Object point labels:
[BEGIN]
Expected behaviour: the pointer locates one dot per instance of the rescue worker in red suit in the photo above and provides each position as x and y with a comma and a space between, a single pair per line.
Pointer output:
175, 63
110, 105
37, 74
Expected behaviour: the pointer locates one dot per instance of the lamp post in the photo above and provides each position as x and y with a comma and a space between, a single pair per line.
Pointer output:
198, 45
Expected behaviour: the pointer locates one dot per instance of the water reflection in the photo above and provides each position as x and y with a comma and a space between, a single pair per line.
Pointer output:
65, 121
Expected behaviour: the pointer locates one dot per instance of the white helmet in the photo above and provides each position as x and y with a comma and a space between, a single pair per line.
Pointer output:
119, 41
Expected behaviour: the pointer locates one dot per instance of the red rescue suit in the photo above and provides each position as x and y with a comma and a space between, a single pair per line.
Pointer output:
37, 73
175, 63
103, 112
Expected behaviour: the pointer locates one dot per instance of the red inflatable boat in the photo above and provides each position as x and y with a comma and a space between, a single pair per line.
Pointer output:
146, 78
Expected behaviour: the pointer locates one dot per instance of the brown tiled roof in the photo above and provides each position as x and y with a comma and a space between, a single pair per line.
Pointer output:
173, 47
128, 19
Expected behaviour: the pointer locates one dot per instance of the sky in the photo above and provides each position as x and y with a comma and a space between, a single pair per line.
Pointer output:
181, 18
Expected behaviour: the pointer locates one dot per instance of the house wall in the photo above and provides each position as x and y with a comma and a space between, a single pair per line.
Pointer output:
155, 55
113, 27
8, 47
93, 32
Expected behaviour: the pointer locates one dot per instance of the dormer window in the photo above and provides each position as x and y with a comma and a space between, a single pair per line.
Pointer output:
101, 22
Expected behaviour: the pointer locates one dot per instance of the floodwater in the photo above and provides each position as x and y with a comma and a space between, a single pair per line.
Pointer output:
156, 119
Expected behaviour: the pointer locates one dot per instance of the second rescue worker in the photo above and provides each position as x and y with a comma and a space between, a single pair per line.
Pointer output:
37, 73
[END]
- _Set problem_
Output the rows as a JSON list of strings, one string for each line and with blank lines left out, starting at the line that contains "the red rescue" and ending at the last line of the rows.

- _Solved exercise_
[
  "Expected behaviour: the pointer locates one dot per instance of the red rescue suit in the photo above and provides each position as x and y with a comma and a space between, a single pair per line.",
  "Pointer output:",
  "37, 73",
  "175, 63",
  "103, 112",
  "Expected behaviour: the pointer locates one dot per instance of the red inflatable boat in the photo above and provides each position as x and y with a comma and a space between, a single pair per line.",
  "Pointer output:",
  "146, 78",
  "Expected behaviour: the pointer locates one dot per instance of the brown tiled roof in the photo above and provides each position as x and y with a comma and a space between, a single pair per line.",
  "Pointer output:",
  "173, 47",
  "128, 19",
  "Expected behaviour: the pointer locates one dot per instance of the sky in the photo above and provides each position as x and y with a comma and a space between, a single pair per line.",
  "Pointer output:",
  "181, 18",
  "Expected behaviour: the pointer locates one dot per instance of the house wall in the photo above and provides each position as x and y with a comma and a space between, a single pair per line.",
  "Pointer output:",
  "155, 55",
  "113, 27",
  "8, 47",
  "93, 32",
  "Expected behaviour: the pointer locates one dot per instance of the dormer window in the photo above and provides each position as x and y with a comma and a space between, a single pair per line.",
  "Pointer output:",
  "101, 22",
  "Expected behaviour: the pointer locates one dot per instance of the floodwater in the photo above and provides each position as x and y with a comma and a space between, a single pair per line.",
  "Pointer output:",
  "156, 119",
  "Expected behaviour: the pointer locates one dot per instance of the second rescue worker in the photo above and provides each position as x and y with a comma and a space between, a single pair per line.",
  "Pointer output:",
  "37, 73"
]